*Exercise passage*:
---
Linkages, active discussion, and collaboration: Annual GoNEXUS General Assembly
On May 15 and 16, along the shores of Lake Como, members of the GoNEXUS consortium met in an old villa to come together and share project updates and workshop new ideas for the next phase of the project. The annual general assembly meetings mark a milestone moment to brainstorm any lingering questions related to upcoming activities and come together to plan for the next year of the project. It breaks the silos of our daily work and forces us to consider the project in a more holistic way. This meeting in Lake Como was the third such meeting for GoNEXUS.
On Sunday, the group met for the first time in a year to take a tour of the lake. We got to see first-hand the multiple uses of the lake mainly tourism and agriculture. We were also reminded that the level of the lake was recently much lower, despite it being one of the deepest lakes in Europe. Fortunately, due to abnormally high rainfall in the Spring season (April-May-June), the lake come back to a normal level and surrounding greenery has been given much-needed hydration.
Going into its third year, GoNEXUS has a few key activities that are ongoing. Specifically, case studies, modelling, scenarios, and dialogues. These activities formed the bulk of discussions during the plenary session.
---
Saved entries
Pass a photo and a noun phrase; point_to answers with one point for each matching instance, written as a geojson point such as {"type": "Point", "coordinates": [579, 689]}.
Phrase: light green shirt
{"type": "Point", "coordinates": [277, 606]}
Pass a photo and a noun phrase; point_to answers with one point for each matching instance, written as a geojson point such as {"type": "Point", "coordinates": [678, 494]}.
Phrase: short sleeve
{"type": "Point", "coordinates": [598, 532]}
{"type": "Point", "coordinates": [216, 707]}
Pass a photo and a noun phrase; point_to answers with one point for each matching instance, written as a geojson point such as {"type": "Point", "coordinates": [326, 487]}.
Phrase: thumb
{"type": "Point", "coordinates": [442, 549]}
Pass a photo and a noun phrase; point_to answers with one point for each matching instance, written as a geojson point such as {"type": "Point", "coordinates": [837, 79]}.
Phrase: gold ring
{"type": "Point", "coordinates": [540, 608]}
---
*Activity*: Reproduce the part of the GoNEXUS assembly report that begins at the words "On Sunday, the" and stops after "given much-needed hydration.".

*Response box*:
On Sunday, the group met for the first time in a year to take a tour of the lake. We got to see first-hand the multiple uses of the lake mainly tourism and agriculture. We were also reminded that the level of the lake was recently much lower, despite it being one of the deepest lakes in Europe. Fortunately, due to abnormally high rainfall in the Spring season (April-May-June), the lake come back to a normal level and surrounding greenery has been given much-needed hydration.